**Exercise**: Rewrite the listing below with every occurrence of "search" changed to "locate", leaving all other text unchanged.

**The data**:

-=-=-=-=-

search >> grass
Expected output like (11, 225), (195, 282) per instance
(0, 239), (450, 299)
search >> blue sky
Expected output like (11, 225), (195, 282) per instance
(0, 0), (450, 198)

-=-=-=-=-

**Reply**:
locate >> grass
Expected output like (11, 225), (195, 282) per instance
(0, 239), (450, 299)
locate >> blue sky
Expected output like (11, 225), (195, 282) per instance
(0, 0), (450, 198)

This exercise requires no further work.